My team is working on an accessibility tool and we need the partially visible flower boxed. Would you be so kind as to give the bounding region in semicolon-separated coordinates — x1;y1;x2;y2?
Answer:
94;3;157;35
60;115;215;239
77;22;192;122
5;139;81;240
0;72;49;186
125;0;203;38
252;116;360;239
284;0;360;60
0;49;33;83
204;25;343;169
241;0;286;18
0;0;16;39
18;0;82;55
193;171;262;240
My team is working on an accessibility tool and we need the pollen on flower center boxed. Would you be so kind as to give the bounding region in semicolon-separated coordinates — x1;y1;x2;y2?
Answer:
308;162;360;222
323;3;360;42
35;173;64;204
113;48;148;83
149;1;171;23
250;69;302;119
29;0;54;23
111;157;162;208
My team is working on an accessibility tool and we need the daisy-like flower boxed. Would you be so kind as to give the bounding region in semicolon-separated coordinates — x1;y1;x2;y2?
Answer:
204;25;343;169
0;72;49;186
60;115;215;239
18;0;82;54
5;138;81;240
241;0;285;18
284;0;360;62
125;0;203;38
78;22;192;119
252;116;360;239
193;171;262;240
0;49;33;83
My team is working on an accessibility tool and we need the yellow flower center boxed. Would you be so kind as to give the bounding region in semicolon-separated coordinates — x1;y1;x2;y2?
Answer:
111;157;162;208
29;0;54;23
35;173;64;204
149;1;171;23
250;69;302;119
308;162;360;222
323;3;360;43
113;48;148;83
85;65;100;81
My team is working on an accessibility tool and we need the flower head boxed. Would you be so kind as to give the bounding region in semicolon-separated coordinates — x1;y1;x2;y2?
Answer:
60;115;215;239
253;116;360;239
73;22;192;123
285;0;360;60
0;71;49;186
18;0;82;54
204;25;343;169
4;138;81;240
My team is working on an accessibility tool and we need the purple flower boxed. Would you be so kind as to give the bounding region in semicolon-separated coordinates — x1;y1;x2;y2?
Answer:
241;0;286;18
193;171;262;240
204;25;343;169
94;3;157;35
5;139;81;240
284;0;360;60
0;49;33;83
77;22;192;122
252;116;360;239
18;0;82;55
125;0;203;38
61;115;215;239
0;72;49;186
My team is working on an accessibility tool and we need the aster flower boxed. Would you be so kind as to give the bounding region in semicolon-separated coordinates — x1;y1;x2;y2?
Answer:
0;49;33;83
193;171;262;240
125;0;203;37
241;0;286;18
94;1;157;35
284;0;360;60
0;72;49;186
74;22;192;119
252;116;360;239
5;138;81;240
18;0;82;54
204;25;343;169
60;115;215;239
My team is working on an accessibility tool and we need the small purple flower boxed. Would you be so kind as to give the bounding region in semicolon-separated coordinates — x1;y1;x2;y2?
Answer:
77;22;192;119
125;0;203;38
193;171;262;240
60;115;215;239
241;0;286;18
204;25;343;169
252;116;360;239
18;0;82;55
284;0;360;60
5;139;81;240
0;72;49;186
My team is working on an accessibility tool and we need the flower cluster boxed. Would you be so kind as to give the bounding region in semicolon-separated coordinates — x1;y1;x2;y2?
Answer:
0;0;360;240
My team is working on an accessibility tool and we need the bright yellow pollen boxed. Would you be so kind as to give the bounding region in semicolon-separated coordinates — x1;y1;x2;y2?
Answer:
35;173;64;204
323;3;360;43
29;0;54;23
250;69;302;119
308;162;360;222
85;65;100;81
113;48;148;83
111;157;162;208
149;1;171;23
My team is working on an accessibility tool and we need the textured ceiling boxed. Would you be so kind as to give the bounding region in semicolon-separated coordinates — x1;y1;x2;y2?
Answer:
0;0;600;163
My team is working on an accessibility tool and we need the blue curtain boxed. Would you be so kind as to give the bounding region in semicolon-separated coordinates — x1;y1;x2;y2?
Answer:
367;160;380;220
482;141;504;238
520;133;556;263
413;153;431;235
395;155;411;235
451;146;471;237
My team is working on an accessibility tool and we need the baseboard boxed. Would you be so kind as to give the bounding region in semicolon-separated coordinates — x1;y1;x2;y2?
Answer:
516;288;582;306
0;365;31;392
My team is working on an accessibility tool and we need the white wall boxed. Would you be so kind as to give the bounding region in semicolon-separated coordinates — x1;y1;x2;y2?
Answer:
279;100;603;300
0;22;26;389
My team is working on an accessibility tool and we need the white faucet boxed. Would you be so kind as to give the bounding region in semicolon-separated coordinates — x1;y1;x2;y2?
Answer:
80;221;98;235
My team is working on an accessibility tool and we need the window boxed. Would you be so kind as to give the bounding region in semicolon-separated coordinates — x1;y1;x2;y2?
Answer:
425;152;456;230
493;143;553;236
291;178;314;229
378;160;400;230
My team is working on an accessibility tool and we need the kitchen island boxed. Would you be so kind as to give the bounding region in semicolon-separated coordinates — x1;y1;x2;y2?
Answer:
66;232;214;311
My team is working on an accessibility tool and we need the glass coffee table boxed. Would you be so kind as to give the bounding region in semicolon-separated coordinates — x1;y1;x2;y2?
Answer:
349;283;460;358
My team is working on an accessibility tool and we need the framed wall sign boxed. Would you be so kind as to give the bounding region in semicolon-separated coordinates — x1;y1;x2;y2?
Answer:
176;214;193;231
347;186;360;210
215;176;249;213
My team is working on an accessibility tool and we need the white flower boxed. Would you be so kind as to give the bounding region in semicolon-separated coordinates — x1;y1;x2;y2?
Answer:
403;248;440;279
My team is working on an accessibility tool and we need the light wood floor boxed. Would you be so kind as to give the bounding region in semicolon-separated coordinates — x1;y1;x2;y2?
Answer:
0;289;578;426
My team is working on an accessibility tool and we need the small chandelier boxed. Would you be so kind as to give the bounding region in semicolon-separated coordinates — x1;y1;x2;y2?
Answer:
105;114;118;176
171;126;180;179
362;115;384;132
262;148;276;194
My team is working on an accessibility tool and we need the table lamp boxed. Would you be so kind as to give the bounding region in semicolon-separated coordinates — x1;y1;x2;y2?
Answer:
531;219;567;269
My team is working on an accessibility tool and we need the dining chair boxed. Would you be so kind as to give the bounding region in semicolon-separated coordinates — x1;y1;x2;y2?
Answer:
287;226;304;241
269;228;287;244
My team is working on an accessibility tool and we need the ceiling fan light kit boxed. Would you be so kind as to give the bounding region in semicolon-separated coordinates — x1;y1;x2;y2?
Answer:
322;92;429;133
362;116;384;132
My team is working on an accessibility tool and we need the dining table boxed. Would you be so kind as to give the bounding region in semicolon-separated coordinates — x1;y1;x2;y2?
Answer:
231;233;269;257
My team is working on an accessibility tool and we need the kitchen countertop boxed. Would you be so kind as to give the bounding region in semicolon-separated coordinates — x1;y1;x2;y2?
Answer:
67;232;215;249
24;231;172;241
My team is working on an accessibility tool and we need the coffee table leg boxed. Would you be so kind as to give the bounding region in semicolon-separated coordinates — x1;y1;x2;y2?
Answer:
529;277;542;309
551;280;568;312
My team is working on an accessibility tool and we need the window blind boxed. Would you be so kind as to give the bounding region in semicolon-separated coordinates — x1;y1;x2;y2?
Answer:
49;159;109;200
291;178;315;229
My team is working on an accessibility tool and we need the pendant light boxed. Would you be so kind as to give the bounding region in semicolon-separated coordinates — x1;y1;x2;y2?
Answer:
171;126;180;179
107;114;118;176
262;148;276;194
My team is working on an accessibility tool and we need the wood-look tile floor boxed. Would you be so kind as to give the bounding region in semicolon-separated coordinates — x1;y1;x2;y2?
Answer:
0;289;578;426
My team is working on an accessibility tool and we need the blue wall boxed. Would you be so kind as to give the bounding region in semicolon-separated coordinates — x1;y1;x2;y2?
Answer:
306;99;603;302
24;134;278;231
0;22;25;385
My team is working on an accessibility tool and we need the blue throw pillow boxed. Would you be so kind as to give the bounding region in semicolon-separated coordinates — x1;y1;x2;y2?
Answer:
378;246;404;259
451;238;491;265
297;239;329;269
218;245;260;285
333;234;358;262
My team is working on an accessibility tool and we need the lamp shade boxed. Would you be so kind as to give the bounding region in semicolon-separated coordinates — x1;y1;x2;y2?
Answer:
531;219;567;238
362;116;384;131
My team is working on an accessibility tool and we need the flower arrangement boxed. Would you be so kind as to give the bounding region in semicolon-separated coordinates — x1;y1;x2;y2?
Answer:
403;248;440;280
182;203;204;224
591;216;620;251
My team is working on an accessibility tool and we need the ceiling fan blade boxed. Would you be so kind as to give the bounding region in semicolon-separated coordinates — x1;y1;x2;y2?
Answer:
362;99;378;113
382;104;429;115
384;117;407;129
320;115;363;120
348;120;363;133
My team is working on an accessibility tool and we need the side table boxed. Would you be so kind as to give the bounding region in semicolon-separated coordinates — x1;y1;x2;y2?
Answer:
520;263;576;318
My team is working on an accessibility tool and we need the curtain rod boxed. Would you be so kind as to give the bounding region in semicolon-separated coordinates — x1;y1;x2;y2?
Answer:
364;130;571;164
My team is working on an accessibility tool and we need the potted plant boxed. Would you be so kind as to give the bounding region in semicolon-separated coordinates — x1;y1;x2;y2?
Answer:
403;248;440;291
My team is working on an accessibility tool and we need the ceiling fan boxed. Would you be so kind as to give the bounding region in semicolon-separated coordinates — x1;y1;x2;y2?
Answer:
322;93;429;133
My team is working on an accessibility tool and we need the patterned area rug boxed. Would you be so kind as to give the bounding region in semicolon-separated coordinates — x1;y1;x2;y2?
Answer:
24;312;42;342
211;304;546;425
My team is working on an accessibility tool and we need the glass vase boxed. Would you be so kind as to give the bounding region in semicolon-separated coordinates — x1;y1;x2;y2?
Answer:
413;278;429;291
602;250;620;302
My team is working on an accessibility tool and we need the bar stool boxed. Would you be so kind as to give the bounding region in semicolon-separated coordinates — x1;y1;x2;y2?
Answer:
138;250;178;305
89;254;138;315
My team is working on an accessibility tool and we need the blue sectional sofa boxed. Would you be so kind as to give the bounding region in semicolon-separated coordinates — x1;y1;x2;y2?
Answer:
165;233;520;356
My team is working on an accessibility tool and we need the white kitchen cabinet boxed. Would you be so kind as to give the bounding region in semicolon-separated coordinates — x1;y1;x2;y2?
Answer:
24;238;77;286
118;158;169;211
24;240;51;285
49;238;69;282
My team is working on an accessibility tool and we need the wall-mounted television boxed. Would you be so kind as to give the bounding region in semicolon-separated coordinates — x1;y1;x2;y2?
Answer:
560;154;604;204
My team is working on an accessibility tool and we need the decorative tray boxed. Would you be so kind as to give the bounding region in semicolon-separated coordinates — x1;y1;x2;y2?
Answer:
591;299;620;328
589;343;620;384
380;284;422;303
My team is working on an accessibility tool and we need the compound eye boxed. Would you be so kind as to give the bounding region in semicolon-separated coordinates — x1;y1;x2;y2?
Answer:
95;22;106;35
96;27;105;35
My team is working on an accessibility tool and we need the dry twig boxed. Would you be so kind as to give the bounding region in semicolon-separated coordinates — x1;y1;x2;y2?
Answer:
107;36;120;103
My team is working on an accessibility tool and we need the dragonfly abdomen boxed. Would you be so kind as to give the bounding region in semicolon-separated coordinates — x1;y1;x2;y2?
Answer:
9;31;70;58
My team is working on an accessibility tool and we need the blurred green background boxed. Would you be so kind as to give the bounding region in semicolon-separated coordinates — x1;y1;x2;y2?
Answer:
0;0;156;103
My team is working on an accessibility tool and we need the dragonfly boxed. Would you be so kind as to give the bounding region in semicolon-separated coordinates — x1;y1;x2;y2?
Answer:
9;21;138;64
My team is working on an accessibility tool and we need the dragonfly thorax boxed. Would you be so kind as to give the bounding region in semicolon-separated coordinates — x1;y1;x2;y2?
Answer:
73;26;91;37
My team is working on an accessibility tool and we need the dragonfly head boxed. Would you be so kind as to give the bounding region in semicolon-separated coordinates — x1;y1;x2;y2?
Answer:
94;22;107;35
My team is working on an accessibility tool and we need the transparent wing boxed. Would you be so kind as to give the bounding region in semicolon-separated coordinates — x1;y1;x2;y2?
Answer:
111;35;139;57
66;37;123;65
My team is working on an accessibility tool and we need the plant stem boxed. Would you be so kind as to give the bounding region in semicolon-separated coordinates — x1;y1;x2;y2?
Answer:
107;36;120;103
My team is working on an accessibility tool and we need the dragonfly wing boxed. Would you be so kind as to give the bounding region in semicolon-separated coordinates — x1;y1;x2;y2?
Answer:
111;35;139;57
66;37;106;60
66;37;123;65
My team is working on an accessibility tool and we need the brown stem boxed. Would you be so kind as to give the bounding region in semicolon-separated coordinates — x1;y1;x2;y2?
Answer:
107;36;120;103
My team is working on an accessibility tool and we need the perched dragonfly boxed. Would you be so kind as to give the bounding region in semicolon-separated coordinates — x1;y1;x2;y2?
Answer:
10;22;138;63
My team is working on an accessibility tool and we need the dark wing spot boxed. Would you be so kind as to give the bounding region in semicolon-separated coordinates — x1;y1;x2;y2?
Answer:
^^^^^^^^
### EXERCISE
Reproduce word for word the lines running from the line with "the blue sectional" to the line with "380;284;422;303", both of those lines included.

### THE SOLUTION
My team is working on an accessibility tool and we need the blue sectional sofa boxed. Would you be so kind as to give the bounding region in semicolon-separated coordinates — x1;y1;x2;y2?
Answer:
165;233;520;356
My team is working on an accessibility tool and we need the white kitchen cabinet boxed. Would you be so kind as to give the bounding region in semicolon-separated coordinates — x1;y1;x2;y2?
Answer:
24;238;77;286
118;158;169;211
24;240;51;285
49;238;69;282
My team is working on an accessibility tool and we need the wall-mounted television boxed. Would you be so kind as to give the bounding region in semicolon-separated coordinates — x1;y1;x2;y2?
Answer:
560;154;604;204
My team is working on an accessibility tool and we need the decorative tray boxed. Would you be so kind as to give the bounding region in semicolon-separated coordinates — x1;y1;x2;y2?
Answer:
591;299;620;328
589;343;620;384
380;284;422;303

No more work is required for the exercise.